>> Begin STORED RECORDS

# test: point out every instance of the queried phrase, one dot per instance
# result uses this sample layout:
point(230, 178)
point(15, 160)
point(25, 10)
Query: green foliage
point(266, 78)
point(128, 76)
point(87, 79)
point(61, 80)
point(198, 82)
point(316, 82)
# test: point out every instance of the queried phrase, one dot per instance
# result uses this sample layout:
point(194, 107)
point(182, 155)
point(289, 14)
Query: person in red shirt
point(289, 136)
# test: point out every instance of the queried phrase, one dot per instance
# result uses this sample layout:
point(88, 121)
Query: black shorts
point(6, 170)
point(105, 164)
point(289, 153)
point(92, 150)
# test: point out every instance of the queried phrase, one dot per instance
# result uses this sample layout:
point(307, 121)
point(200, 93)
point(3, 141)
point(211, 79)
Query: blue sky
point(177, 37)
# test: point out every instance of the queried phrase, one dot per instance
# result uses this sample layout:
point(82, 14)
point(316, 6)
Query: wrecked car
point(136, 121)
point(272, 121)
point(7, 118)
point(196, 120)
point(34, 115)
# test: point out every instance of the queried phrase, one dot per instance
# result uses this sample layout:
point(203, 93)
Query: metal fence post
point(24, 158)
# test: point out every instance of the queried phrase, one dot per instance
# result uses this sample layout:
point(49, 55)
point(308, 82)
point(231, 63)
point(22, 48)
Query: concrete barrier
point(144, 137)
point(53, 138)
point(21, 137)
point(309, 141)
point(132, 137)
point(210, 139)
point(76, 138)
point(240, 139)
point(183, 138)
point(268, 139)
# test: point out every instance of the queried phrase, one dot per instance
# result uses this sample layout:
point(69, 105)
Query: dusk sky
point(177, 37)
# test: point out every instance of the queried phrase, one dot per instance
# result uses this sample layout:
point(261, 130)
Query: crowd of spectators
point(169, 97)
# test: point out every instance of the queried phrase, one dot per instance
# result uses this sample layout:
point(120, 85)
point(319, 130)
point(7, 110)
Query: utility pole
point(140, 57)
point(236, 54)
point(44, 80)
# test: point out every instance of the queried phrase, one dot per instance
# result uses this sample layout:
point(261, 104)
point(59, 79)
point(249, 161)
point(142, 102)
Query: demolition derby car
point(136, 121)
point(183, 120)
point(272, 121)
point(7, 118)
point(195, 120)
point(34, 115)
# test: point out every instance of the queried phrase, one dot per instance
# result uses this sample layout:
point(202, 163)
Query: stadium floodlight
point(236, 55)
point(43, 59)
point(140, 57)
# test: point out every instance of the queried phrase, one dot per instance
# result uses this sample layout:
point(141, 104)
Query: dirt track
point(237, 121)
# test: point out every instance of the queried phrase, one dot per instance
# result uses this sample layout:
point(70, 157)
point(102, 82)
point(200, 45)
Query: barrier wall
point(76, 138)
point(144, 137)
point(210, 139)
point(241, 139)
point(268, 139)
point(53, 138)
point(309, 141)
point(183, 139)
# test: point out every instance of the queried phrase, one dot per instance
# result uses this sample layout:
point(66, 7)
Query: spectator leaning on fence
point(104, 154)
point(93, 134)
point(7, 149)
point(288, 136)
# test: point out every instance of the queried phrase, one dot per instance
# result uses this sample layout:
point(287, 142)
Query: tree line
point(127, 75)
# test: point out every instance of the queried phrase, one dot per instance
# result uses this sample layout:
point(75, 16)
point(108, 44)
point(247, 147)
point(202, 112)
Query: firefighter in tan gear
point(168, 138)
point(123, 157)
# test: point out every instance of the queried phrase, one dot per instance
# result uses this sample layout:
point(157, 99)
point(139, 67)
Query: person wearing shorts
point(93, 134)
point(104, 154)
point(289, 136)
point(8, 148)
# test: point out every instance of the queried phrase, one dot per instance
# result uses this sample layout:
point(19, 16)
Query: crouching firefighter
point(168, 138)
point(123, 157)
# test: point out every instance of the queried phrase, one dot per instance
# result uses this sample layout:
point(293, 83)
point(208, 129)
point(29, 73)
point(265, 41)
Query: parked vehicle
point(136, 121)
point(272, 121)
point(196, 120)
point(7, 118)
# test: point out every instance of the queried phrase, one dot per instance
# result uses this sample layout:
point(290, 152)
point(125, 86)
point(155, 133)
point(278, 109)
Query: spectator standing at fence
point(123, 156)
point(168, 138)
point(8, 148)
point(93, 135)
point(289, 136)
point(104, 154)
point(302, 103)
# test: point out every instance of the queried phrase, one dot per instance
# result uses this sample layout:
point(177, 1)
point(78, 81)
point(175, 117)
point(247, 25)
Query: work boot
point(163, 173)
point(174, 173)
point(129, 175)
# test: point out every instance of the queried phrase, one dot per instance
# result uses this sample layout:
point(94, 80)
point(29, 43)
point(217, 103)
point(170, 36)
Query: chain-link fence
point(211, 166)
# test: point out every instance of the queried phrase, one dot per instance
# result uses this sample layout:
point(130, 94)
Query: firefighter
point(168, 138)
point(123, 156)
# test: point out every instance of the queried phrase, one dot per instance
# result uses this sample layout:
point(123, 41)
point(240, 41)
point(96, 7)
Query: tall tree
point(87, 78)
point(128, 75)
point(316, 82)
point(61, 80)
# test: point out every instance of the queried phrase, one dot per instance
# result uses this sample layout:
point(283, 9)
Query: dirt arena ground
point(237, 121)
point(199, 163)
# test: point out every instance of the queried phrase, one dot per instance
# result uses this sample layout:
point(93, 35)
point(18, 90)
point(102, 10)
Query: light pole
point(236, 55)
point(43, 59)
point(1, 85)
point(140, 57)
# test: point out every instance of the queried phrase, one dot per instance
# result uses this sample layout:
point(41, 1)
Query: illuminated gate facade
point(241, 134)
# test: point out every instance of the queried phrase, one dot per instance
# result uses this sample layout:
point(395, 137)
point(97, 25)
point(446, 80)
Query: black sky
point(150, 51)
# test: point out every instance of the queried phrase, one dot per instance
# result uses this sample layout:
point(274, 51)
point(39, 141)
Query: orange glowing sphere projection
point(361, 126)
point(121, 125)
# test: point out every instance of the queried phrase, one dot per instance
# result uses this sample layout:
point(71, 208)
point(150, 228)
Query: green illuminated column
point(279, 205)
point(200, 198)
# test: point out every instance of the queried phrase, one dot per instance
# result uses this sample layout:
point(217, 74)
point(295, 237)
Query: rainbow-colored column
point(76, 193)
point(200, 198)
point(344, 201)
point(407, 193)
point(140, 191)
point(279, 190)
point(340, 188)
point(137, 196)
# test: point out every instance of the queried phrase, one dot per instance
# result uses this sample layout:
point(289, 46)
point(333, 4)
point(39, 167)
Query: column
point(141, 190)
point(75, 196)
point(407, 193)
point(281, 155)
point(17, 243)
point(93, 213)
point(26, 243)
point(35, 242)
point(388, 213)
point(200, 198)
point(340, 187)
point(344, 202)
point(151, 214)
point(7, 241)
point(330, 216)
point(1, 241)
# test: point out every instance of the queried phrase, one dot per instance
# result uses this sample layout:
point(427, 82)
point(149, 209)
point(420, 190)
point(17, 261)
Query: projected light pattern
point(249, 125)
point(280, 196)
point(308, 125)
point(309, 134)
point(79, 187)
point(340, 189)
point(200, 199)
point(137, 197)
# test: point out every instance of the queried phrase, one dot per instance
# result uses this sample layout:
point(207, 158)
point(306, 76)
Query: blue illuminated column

>> End STORED RECORDS

EXERCISE AIM: Repeat each of the entries above precisely as given.

TASK RESULT:
# test: point out every instance of the queried phrase, one dot per instance
# result uses this sample layout:
point(230, 178)
point(15, 160)
point(25, 10)
Query: green foliage
point(266, 78)
point(128, 76)
point(87, 79)
point(61, 80)
point(198, 82)
point(316, 82)
# test: point out every instance of the queried phrase, one dot per instance
# result uses this sample layout:
point(194, 107)
point(182, 155)
point(289, 14)
Query: person in red shirt
point(289, 136)
# test: point out every instance of the queried phrase, one dot per instance
# result uses this sample layout:
point(88, 121)
Query: black shorts
point(6, 170)
point(105, 164)
point(289, 153)
point(92, 150)
# test: point out every instance of the queried phrase, one dot per instance
# result uses this sample layout:
point(307, 121)
point(200, 93)
point(3, 141)
point(211, 79)
Query: blue sky
point(177, 37)
# test: point out every instance of the queried phrase, one dot per instance
# result uses this sample layout:
point(82, 14)
point(316, 6)
Query: wrecked car
point(136, 121)
point(272, 121)
point(7, 118)
point(196, 120)
point(34, 115)
# test: point out every instance of the queried phrase, one dot per instance
# result uses this sample layout:
point(203, 93)
Query: metal fence post
point(24, 158)
# test: point out every instance of the queried phrase, one dot per instance
# result uses this sample layout:
point(49, 55)
point(308, 82)
point(231, 63)
point(22, 48)
Query: concrete barrier
point(144, 137)
point(53, 138)
point(21, 137)
point(309, 141)
point(132, 137)
point(210, 139)
point(76, 138)
point(240, 139)
point(183, 138)
point(268, 139)
# test: point out every instance of the queried phrase, one dot per instance
# result uses this sample layout:
point(69, 105)
Query: dusk sky
point(177, 37)
# test: point out every instance of the queried phrase, one dot per instance
# result uses this sample layout:
point(261, 130)
Query: crowd of spectators
point(169, 97)
# test: point out every instance of the queried phrase, one dot per instance
# result uses this sample layout:
point(120, 85)
point(319, 130)
point(7, 110)
Query: utility pole
point(140, 57)
point(236, 54)
point(44, 80)
# test: point out every instance of the queried phrase, one dot per instance
# result uses this sample layout:
point(261, 104)
point(59, 79)
point(249, 161)
point(142, 102)
Query: demolition derby car
point(136, 121)
point(183, 120)
point(272, 121)
point(7, 118)
point(195, 120)
point(34, 115)
# test: point out every instance of the queried phrase, one dot per instance
# result uses this sample layout:
point(202, 163)
Query: stadium floodlight
point(236, 55)
point(43, 59)
point(140, 57)
# test: point out every instance of the queried phrase, one dot per instance
# result uses this sample layout:
point(141, 104)
Query: dirt track
point(237, 121)
# test: point out every instance of the queried phrase, one dot per instance
# result uses this sample layout:
point(70, 157)
point(102, 82)
point(200, 45)
Query: barrier wall
point(76, 138)
point(144, 137)
point(210, 139)
point(241, 139)
point(268, 139)
point(53, 138)
point(309, 141)
point(183, 139)
# test: point out every instance of the queried phrase, one dot per instance
# result uses this sample layout:
point(66, 7)
Query: spectator leaning on fence
point(104, 154)
point(93, 134)
point(7, 149)
point(288, 136)
# test: point out every instance of the queried phrase, one dot per instance
# result uses this sample layout:
point(287, 142)
Query: tree line
point(127, 75)
# test: point out every instance of the queried phrase, one dot per instance
# result uses this sample layout:
point(75, 16)
point(108, 44)
point(247, 147)
point(202, 112)
Query: firefighter in tan gear
point(168, 138)
point(123, 157)
# test: point out every instance of the queried phrase, one dot per instance
# result uses this sample layout:
point(157, 99)
point(139, 67)
Query: person wearing shorts
point(93, 134)
point(104, 154)
point(289, 136)
point(8, 148)
# test: point out every instance of the queried phrase, one dot per instance
# result uses this sample layout:
point(19, 16)
Query: crouching firefighter
point(168, 138)
point(123, 157)
# test: point out every instance of the queried phrase, one dot per instance
# result uses this sample layout:
point(293, 83)
point(208, 129)
point(29, 73)
point(265, 41)
Query: parked vehicle
point(136, 121)
point(272, 121)
point(196, 120)
point(7, 118)
# test: point out every instance of the queried phrase, one dot per instance
# result uses this sample layout:
point(290, 152)
point(125, 86)
point(155, 133)
point(278, 109)
Query: spectator standing at fence
point(123, 156)
point(168, 138)
point(8, 148)
point(93, 135)
point(289, 136)
point(104, 154)
point(302, 103)
# test: point out every instance of the queried phrase, one dot per instance
# result uses this sample layout:
point(177, 1)
point(78, 81)
point(175, 117)
point(247, 25)
Query: work boot
point(163, 173)
point(174, 173)
point(129, 175)
# test: point out every instance of the queried phrase, one dot per instance
# result uses this sample layout:
point(94, 80)
point(29, 43)
point(217, 103)
point(170, 36)
Query: chain-link fence
point(211, 166)
# test: point out every instance of the queried phrase, one dot per instance
# result uses this sample layout:
point(130, 94)
Query: firefighter
point(168, 138)
point(123, 156)
# test: point out every instance of the queried phrase, one dot per instance
# result uses this sample layout:
point(123, 41)
point(240, 41)
point(96, 7)
Query: tall tree
point(87, 78)
point(128, 75)
point(316, 82)
point(61, 80)
# test: point out every instance of the queried phrase, one dot per instance
# result uses this sample layout:
point(283, 9)
Query: dirt arena ground
point(237, 121)
point(199, 163)
# test: point out every instance of the queried phrase, one dot per instance
# result uses this sample layout:
point(93, 35)
point(18, 90)
point(102, 10)
Query: light pole
point(236, 55)
point(43, 59)
point(1, 85)
point(140, 57)
# test: point out every instance of the queried phrase, one dot per instance
# result uses this sample layout:
point(41, 1)
Query: illuminated gate facade
point(241, 134)
# test: point out every instance of the queried phrase, one dot per instance
# result uses this sample layout:
point(395, 137)
point(97, 25)
point(446, 80)
Query: black sky
point(150, 51)
# test: point out every instance of the queried phrase, one dot per instance
# result uses this sample layout:
point(274, 51)
point(39, 141)
Query: orange glowing sphere projection
point(361, 126)
point(121, 125)
# test: point out every instance of the queried phrase, one dot per instance
# result uses this sample layout:
point(71, 208)
point(150, 228)
Query: green illuminated column
point(279, 205)
point(200, 198)
# test: point out every instance of the queried phrase, one dot per instance
# result uses this sample layout:
point(217, 74)
point(295, 237)
Query: rainbow-colored column
point(76, 193)
point(200, 198)
point(344, 201)
point(407, 193)
point(140, 191)
point(279, 190)
point(340, 188)
point(137, 196)
# test: point out every instance of the queried phrase, one dot per instance
# result uses this sample layout:
point(289, 46)
point(333, 4)
point(39, 167)
Query: column
point(141, 190)
point(75, 196)
point(407, 193)
point(281, 155)
point(17, 243)
point(93, 213)
point(26, 243)
point(35, 242)
point(388, 213)
point(200, 198)
point(340, 187)
point(344, 202)
point(151, 214)
point(7, 241)
point(330, 216)
point(1, 241)
# test: point out every instance of the queried phrase, one dot per instance
# result uses this sample layout:
point(427, 82)
point(149, 209)
point(420, 190)
point(17, 261)
Query: projected light pattern
point(249, 125)
point(280, 196)
point(308, 125)
point(309, 134)
point(79, 187)
point(340, 189)
point(200, 199)
point(137, 197)
# test: point out every instance of the queried phrase, one dot per instance
# result uses this sample layout:
point(207, 158)
point(306, 76)
Query: blue illuminated column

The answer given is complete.